[Dataset rows]
— start —

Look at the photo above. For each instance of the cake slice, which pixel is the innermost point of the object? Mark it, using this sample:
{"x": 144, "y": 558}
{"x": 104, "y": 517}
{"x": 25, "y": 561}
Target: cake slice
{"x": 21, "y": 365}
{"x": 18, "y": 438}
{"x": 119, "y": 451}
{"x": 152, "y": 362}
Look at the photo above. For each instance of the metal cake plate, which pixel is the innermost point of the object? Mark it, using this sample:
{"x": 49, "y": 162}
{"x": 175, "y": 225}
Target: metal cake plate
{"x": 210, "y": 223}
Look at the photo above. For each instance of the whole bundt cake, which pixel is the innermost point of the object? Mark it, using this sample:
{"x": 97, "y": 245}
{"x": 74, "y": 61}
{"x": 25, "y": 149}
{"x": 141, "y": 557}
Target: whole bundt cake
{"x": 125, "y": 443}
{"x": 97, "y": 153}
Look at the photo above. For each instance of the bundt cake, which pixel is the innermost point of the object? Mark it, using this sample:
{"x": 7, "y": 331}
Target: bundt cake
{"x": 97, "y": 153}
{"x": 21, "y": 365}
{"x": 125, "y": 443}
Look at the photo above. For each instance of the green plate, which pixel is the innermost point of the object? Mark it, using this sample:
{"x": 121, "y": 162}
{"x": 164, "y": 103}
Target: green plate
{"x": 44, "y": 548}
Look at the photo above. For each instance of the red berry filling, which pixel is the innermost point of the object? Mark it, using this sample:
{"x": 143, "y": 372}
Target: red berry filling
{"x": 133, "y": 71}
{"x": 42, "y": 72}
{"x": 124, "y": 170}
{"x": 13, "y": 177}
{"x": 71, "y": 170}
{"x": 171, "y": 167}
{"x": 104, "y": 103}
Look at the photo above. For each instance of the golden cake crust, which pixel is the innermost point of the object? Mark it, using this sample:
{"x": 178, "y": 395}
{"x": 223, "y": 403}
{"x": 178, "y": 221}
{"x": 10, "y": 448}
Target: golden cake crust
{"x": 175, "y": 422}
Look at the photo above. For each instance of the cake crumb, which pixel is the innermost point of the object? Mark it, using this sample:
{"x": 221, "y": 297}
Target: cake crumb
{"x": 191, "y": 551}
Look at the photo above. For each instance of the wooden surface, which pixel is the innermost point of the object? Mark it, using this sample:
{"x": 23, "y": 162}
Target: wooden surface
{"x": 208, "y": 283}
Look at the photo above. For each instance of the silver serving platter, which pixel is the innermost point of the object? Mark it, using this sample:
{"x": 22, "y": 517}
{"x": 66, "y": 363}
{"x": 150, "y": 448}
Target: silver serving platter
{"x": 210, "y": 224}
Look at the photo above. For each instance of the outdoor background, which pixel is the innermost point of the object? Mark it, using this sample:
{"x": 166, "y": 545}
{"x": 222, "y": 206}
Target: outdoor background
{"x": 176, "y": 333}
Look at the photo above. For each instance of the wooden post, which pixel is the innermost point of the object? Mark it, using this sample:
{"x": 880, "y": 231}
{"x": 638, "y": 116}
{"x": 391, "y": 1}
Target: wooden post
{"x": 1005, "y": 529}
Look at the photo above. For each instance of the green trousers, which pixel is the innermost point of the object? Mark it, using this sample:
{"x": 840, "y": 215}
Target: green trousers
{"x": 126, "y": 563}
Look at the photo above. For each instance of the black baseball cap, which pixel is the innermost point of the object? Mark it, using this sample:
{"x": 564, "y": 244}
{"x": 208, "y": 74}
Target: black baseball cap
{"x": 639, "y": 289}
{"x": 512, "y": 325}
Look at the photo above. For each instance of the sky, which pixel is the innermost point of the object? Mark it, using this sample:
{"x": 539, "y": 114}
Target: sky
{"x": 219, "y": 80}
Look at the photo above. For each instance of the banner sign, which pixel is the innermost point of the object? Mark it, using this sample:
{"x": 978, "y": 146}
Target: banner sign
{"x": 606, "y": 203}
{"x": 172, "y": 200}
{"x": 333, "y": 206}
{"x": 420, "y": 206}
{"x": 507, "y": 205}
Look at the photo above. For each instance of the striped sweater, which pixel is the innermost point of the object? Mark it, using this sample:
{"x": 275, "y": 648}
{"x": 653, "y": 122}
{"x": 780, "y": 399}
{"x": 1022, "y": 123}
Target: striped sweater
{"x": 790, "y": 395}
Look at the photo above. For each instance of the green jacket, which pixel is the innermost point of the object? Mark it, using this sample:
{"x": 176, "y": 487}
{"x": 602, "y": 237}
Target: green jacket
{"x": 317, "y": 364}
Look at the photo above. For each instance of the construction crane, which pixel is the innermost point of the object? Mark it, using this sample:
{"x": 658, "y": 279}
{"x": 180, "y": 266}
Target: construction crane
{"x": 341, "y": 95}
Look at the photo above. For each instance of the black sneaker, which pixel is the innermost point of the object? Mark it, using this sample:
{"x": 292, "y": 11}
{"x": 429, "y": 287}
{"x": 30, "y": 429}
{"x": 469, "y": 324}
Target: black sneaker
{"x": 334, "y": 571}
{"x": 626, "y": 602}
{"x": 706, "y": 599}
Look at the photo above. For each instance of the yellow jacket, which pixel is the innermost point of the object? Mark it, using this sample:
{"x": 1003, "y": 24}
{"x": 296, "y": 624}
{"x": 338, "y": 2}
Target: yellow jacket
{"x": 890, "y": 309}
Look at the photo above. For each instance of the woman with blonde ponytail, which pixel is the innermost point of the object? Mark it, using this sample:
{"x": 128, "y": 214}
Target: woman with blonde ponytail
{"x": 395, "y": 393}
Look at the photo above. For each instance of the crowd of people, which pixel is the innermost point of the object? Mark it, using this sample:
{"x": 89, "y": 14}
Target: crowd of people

— end —

SET PROBLEM: Give the complete listing a second time, exactly as it reads.

SOLVED PROBLEM:
Look at the photo above. For each instance of the cake slice, which pixel is the innermost point of the object? Mark it, using this sample:
{"x": 144, "y": 558}
{"x": 104, "y": 517}
{"x": 25, "y": 561}
Target: cake slice
{"x": 21, "y": 365}
{"x": 18, "y": 438}
{"x": 119, "y": 451}
{"x": 152, "y": 362}
Look at the photo above. For each instance of the metal cake plate, which pixel is the innermost point of the object? Mark it, using this sample:
{"x": 49, "y": 162}
{"x": 175, "y": 225}
Target: metal cake plate
{"x": 210, "y": 223}
Look at the photo above. For each instance of the whole bundt cake, which pixel is the innermost point of the object? Mark it, using this sample:
{"x": 97, "y": 245}
{"x": 74, "y": 61}
{"x": 25, "y": 149}
{"x": 141, "y": 557}
Target: whole bundt cake
{"x": 125, "y": 443}
{"x": 97, "y": 153}
Look at the photo above. For each instance of the bundt cake, which pixel is the innermost point of the object? Mark it, using this sample:
{"x": 7, "y": 331}
Target: bundt cake
{"x": 97, "y": 153}
{"x": 21, "y": 365}
{"x": 125, "y": 443}
Look at the photo above. For each instance of the green plate, which pixel is the innermost point of the object? Mark it, using this sample:
{"x": 121, "y": 162}
{"x": 164, "y": 103}
Target: green plate
{"x": 44, "y": 548}
Look at the photo above. For each instance of the red berry filling, which pixel is the innermost point of the object? Mark it, using this sample:
{"x": 143, "y": 372}
Target: red berry filling
{"x": 133, "y": 71}
{"x": 42, "y": 72}
{"x": 124, "y": 170}
{"x": 13, "y": 177}
{"x": 71, "y": 170}
{"x": 171, "y": 167}
{"x": 104, "y": 103}
Look at the photo above. For each instance of the golden cake crust, which pixel is the innermost point of the object? Mark it, using this sample:
{"x": 178, "y": 395}
{"x": 223, "y": 403}
{"x": 178, "y": 221}
{"x": 10, "y": 448}
Target: golden cake crust
{"x": 175, "y": 422}
Look at the photo above. For each instance of the cake crumb, which pixel is the innermost point of the object? Mark it, using this sample:
{"x": 221, "y": 297}
Target: cake crumb
{"x": 191, "y": 551}
Look at the photo above. For each instance of the wooden surface, which pixel is the innermost point of the object? Mark it, using this sample:
{"x": 23, "y": 162}
Target: wooden surface
{"x": 208, "y": 283}
Look at the photo above. For each instance of the silver serving platter, which pixel is the innermost point of the object? Mark it, using this sample:
{"x": 22, "y": 517}
{"x": 66, "y": 363}
{"x": 150, "y": 448}
Target: silver serving platter
{"x": 210, "y": 224}
Look at the photo above. For each instance of the outdoor background, which pixel is the innermost point of the object? Mark it, using this sample:
{"x": 166, "y": 545}
{"x": 222, "y": 206}
Target: outdoor background
{"x": 176, "y": 333}
Look at the photo above. For each instance of the wooden post, which pixel is the innermost point of the object? Mark it, using this sample:
{"x": 880, "y": 231}
{"x": 638, "y": 116}
{"x": 391, "y": 1}
Target: wooden post
{"x": 1005, "y": 529}
Look at the photo above. For each instance of the green trousers, which pixel is the innermost point of the object? Mark it, using this sample:
{"x": 840, "y": 215}
Target: green trousers
{"x": 126, "y": 563}
Look at the photo above. For each instance of the black baseball cap, which pixel is the innermost point of the object? Mark it, using this sample:
{"x": 564, "y": 244}
{"x": 208, "y": 74}
Target: black baseball cap
{"x": 639, "y": 289}
{"x": 512, "y": 325}
Look at the photo above. For each instance of the sky, which pixel is the innermost point of the object? Mark it, using this sample:
{"x": 539, "y": 114}
Target: sky
{"x": 219, "y": 80}
Look at the photo above. For each instance of the banner sign, which pixel is the innermost point of the object? Mark it, using this sample:
{"x": 978, "y": 146}
Target: banner sign
{"x": 606, "y": 203}
{"x": 172, "y": 200}
{"x": 333, "y": 206}
{"x": 420, "y": 206}
{"x": 507, "y": 205}
Look at the photo above. For each instance of the striped sweater, which pixel is the innermost point of the object? Mark it, using this sample:
{"x": 275, "y": 648}
{"x": 653, "y": 122}
{"x": 780, "y": 399}
{"x": 1022, "y": 123}
Target: striped sweater
{"x": 790, "y": 395}
Look at the photo above. For each instance of the green jacket, which pixel is the innermost point of the object? Mark it, using this sample:
{"x": 176, "y": 487}
{"x": 602, "y": 237}
Target: green jacket
{"x": 317, "y": 364}
Look at the photo above. For each instance of the construction crane, which pixel is the innermost point of the object? Mark it, using this sample:
{"x": 658, "y": 279}
{"x": 180, "y": 266}
Target: construction crane
{"x": 341, "y": 95}
Look at the photo above. For each instance of the black sneaker, which pixel is the innermost point of the object? Mark it, using this sample:
{"x": 292, "y": 11}
{"x": 429, "y": 287}
{"x": 30, "y": 429}
{"x": 469, "y": 324}
Target: black sneaker
{"x": 334, "y": 571}
{"x": 626, "y": 602}
{"x": 706, "y": 599}
Look at the photo above. For each instance of the yellow jacket, which pixel is the innermost point of the object? Mark it, using this sample:
{"x": 1003, "y": 24}
{"x": 296, "y": 624}
{"x": 338, "y": 2}
Target: yellow jacket
{"x": 890, "y": 309}
Look at the photo above. For each instance of the woman with blonde ponytail, which pixel is the innermost point of the object? Mark it, using this sample:
{"x": 128, "y": 214}
Target: woman with blonde ponytail
{"x": 395, "y": 393}
Look at the photo above. For each instance of the crowd of people, which pixel is the innermost point of the object? Mark it, using this sample:
{"x": 89, "y": 14}
Target: crowd of people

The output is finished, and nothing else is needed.